- TRY IT:
Print the entries once more, unchanged.

Segment Start: EXERCISE INPUTS

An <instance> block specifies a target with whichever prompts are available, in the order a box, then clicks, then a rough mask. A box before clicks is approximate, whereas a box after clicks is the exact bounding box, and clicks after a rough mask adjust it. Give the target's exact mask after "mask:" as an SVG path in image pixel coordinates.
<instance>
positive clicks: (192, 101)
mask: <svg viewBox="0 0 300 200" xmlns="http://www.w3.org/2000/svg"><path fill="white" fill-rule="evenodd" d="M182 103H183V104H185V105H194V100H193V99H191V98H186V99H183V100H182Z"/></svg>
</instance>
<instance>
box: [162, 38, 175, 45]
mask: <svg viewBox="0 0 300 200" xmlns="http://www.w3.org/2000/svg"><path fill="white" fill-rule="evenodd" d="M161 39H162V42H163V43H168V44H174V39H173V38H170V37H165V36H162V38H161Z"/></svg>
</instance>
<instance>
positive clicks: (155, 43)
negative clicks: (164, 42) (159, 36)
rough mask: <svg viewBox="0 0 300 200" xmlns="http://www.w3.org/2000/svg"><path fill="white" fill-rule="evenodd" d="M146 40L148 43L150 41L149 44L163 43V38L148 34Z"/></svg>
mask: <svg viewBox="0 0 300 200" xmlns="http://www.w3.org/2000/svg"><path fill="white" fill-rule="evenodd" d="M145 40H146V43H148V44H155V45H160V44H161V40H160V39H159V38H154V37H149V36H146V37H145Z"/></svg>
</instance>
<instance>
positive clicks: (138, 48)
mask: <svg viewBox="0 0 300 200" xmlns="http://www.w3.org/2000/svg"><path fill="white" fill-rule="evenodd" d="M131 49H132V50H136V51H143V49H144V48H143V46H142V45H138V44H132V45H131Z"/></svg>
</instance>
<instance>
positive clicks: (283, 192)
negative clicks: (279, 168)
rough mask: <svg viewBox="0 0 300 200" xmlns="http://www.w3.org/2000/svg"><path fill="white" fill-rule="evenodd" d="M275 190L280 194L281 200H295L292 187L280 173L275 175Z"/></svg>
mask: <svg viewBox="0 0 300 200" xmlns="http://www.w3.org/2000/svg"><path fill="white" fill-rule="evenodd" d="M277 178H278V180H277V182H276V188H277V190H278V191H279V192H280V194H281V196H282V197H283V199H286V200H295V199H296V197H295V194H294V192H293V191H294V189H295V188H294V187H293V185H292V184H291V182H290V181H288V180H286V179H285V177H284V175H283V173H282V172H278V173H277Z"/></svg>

Segment End: EXERCISE INPUTS

- RESPONSE FOR THIS EXERCISE:
An <instance> block specifies a target with whichever prompts are available, in the order a box, then clicks, then a rough mask. A box before clicks is approximate, whereas a box after clicks is the exact bounding box, and clicks after a rough mask adjust it. Give the target's exact mask after "mask:" as an SVG path in image pixel coordinates.
<instance>
positive clicks: (192, 101)
mask: <svg viewBox="0 0 300 200" xmlns="http://www.w3.org/2000/svg"><path fill="white" fill-rule="evenodd" d="M182 103H183V104H185V105H194V100H193V99H191V98H186V99H183V100H182Z"/></svg>
</instance>
<instance>
box: [162, 38, 175, 45]
mask: <svg viewBox="0 0 300 200" xmlns="http://www.w3.org/2000/svg"><path fill="white" fill-rule="evenodd" d="M161 39H162V42H163V43H168V44H174V39H173V38H170V37H165V36H162V38H161Z"/></svg>
</instance>
<instance>
positive clicks: (155, 43)
negative clicks: (164, 42) (159, 36)
rough mask: <svg viewBox="0 0 300 200" xmlns="http://www.w3.org/2000/svg"><path fill="white" fill-rule="evenodd" d="M146 40L148 43L150 41L149 44L163 43V38L148 34Z"/></svg>
mask: <svg viewBox="0 0 300 200" xmlns="http://www.w3.org/2000/svg"><path fill="white" fill-rule="evenodd" d="M145 40H146V43H148V44H155V45H160V44H161V40H160V39H159V38H154V37H149V36H146V37H145Z"/></svg>
</instance>
<instance>
positive clicks: (138, 48)
mask: <svg viewBox="0 0 300 200" xmlns="http://www.w3.org/2000/svg"><path fill="white" fill-rule="evenodd" d="M131 49H132V50H136V51H143V49H144V48H143V46H142V45H138V44H132V45H131Z"/></svg>
</instance>
<instance>
positive clicks: (283, 192)
negative clicks: (279, 168)
rough mask: <svg viewBox="0 0 300 200" xmlns="http://www.w3.org/2000/svg"><path fill="white" fill-rule="evenodd" d="M275 190L280 194L281 200H295L292 187L280 173L275 175Z"/></svg>
mask: <svg viewBox="0 0 300 200" xmlns="http://www.w3.org/2000/svg"><path fill="white" fill-rule="evenodd" d="M277 178H278V180H277V182H276V188H277V190H278V191H279V192H280V194H281V196H282V197H283V199H286V200H295V199H296V197H295V194H294V192H293V191H294V189H295V188H294V187H293V185H292V184H291V182H290V181H288V180H286V179H285V177H284V175H283V173H282V172H278V173H277Z"/></svg>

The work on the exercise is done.